§ **Task brief**: Check every line of the entries below for the word "face", and copy the ones that have it.

§ **Entries taken from a collection**:
▬▬▬
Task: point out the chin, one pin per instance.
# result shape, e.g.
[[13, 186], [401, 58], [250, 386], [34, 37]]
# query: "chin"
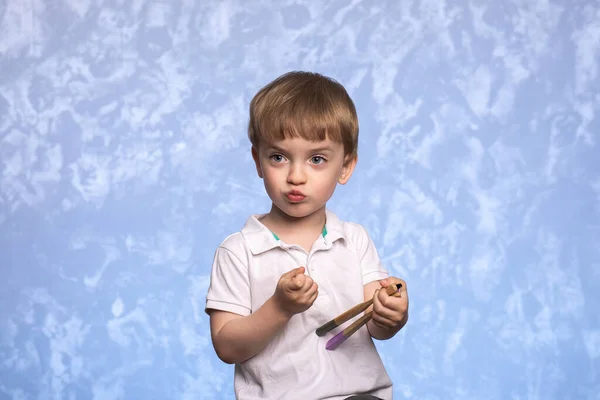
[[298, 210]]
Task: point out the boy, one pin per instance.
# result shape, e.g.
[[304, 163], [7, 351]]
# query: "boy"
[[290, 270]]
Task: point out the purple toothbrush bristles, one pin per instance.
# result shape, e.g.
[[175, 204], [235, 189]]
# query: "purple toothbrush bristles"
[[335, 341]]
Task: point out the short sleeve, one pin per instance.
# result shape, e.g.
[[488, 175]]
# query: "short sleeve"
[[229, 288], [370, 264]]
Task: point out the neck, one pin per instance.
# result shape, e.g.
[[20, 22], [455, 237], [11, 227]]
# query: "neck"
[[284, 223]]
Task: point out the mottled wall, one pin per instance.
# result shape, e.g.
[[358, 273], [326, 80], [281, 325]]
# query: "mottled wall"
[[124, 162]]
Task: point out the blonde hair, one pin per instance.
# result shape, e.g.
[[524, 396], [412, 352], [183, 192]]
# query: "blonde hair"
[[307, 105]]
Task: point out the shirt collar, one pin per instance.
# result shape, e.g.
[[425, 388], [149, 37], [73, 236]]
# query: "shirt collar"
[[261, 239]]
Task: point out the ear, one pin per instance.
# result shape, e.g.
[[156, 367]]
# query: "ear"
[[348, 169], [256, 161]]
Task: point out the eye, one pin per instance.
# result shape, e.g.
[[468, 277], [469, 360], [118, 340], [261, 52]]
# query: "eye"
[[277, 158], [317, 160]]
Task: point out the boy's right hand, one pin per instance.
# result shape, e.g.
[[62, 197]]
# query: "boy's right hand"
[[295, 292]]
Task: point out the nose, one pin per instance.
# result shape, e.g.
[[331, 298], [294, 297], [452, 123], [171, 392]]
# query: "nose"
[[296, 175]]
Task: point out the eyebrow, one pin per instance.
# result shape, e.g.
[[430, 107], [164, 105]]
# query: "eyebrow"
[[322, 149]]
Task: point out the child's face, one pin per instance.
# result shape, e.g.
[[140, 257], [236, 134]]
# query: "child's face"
▬▬▬
§ **Answer space**:
Task: point out the child's face, one pin per instance.
# query: "child's face"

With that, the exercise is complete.